_Task_:
Everything from the line containing "Identify each instance of the seat" through the final line of the records must be transcribed verbatim; nothing else belongs in the result.

_Data provided_:
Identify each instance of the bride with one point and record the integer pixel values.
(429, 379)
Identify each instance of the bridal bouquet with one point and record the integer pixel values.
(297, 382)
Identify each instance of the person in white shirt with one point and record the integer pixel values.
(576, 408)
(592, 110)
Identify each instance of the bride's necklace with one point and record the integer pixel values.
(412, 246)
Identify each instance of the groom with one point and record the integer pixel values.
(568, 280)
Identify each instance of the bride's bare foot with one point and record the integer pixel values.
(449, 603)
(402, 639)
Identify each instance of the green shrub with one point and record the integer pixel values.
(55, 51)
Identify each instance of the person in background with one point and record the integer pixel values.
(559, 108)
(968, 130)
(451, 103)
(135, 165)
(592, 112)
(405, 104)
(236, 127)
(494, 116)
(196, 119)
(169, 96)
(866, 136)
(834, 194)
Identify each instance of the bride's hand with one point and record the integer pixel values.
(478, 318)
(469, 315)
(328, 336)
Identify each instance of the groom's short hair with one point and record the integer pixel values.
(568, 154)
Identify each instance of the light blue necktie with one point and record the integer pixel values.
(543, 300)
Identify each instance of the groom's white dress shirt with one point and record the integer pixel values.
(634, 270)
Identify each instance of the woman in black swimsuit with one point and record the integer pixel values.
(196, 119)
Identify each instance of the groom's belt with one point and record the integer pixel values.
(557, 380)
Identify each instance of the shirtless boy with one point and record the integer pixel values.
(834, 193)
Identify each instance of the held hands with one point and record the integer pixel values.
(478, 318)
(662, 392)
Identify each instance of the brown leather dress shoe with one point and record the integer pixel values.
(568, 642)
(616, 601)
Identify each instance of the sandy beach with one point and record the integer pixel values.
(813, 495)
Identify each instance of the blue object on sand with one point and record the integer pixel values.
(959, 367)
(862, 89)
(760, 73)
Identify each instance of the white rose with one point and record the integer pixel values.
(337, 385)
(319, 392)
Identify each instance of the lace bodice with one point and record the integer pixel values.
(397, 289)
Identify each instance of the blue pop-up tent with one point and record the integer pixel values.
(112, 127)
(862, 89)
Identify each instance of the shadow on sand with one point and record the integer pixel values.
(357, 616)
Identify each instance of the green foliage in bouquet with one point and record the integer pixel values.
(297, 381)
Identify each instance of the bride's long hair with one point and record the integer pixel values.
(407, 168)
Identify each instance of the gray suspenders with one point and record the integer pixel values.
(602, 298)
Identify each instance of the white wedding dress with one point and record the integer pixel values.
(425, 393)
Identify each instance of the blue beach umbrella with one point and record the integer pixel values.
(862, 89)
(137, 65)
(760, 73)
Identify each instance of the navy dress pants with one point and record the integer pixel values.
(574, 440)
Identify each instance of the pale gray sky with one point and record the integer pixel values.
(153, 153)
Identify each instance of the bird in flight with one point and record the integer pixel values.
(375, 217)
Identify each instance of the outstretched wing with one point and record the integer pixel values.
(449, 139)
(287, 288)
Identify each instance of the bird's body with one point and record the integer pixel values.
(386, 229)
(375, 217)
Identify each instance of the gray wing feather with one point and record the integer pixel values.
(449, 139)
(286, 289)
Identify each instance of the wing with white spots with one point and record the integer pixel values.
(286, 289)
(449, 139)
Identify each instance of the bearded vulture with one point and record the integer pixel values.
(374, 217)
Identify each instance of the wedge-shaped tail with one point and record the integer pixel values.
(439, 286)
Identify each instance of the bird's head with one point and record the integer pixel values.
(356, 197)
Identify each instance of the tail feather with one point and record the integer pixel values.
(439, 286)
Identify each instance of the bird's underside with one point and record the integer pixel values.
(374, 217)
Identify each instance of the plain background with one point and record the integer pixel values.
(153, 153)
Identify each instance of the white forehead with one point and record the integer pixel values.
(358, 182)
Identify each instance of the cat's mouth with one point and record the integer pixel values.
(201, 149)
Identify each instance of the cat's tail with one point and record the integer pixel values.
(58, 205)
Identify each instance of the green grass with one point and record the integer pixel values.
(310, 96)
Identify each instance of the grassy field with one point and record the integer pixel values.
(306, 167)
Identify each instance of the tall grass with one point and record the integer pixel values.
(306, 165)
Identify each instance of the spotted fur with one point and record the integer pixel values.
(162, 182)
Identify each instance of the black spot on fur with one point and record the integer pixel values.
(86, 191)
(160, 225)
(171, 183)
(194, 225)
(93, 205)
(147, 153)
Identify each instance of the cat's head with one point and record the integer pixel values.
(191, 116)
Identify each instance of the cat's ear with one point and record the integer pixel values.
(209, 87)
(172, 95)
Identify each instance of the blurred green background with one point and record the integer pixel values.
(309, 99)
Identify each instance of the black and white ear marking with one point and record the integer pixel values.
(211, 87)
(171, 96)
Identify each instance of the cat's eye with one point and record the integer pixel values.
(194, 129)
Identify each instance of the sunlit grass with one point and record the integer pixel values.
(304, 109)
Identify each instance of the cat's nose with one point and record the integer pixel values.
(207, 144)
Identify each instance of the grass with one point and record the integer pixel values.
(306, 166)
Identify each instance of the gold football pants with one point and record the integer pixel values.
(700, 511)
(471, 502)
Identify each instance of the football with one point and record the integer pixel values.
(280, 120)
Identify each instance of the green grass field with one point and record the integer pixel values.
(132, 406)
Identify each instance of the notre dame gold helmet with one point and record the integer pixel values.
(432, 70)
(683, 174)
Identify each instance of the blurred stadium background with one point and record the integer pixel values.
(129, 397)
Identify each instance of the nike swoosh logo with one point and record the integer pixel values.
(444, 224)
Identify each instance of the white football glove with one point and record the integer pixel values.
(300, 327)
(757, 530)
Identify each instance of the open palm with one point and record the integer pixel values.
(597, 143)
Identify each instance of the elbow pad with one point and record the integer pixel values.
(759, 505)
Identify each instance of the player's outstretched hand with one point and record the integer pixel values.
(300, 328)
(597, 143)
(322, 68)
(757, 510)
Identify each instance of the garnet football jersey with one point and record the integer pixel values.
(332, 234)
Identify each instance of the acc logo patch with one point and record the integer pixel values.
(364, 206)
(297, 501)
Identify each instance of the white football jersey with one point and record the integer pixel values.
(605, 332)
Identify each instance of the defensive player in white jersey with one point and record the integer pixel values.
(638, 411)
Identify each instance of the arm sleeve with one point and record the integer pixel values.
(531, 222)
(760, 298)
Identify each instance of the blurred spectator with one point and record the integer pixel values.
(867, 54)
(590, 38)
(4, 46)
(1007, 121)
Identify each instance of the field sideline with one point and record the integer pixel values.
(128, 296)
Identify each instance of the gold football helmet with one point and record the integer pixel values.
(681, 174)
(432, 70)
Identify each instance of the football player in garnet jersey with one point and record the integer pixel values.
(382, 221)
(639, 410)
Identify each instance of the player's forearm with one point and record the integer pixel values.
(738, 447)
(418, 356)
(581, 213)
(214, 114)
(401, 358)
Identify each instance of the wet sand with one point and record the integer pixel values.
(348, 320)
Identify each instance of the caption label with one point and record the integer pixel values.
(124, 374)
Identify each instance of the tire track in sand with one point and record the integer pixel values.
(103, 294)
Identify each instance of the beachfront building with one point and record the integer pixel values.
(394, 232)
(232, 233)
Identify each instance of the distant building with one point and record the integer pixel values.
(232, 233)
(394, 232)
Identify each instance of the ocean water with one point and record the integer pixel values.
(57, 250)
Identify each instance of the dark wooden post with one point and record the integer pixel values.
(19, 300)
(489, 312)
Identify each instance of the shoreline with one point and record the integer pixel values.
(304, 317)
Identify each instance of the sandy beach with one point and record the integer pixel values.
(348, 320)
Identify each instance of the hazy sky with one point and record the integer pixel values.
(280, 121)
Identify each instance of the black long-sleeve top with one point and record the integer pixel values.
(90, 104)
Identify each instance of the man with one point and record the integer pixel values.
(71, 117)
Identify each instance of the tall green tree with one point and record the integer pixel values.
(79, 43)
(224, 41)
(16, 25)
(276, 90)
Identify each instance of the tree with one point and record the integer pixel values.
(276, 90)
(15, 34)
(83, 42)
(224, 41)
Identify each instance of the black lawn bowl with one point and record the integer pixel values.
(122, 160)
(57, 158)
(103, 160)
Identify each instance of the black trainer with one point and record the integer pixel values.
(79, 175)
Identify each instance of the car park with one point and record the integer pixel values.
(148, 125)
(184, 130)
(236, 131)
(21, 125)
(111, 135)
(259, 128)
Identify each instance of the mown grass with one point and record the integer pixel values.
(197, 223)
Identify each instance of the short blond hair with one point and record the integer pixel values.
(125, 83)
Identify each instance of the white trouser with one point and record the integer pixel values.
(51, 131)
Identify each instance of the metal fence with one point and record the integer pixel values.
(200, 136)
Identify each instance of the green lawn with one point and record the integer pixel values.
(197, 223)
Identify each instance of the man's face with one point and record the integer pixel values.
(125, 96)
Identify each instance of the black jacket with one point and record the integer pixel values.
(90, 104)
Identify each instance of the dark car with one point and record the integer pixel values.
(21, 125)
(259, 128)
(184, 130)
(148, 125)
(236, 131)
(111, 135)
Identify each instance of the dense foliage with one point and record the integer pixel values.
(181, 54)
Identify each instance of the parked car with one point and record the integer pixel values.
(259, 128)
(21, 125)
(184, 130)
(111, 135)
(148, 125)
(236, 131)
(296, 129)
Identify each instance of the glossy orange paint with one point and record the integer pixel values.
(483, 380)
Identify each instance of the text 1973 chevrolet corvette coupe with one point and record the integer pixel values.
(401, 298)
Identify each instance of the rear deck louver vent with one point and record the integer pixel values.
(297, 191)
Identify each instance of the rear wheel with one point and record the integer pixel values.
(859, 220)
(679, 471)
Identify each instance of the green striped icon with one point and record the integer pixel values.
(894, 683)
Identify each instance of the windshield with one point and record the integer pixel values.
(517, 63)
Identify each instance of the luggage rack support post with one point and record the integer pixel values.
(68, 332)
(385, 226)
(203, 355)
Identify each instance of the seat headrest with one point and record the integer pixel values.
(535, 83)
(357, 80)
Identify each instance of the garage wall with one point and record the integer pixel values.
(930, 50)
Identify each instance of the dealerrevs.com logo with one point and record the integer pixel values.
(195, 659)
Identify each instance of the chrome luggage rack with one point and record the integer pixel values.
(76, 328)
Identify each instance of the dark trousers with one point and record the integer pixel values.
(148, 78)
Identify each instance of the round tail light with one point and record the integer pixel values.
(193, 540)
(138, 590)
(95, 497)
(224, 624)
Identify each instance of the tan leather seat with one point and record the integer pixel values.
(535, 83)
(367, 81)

_Answer space_:
Identify each instance of the seat headrest with one point and record the integer pixel values.
(535, 83)
(357, 80)
Identify each instance of the garage wall with one point and record the integer pixel values.
(930, 50)
Identify each instance of the dealerrevs.com logo with one point and record the integer pixel values.
(195, 659)
Identify each instance of the chrome luggage rack with one point and record the integer pixel values.
(76, 328)
Identify each instance of the dark trousers with one point and record the integer pixel values.
(148, 78)
Identify each instance of the round tail light with one point and record the integer pixel values.
(193, 540)
(138, 590)
(95, 497)
(224, 624)
Identify each instance of the tan leather seat with one point and record the integer pixel values.
(535, 83)
(367, 81)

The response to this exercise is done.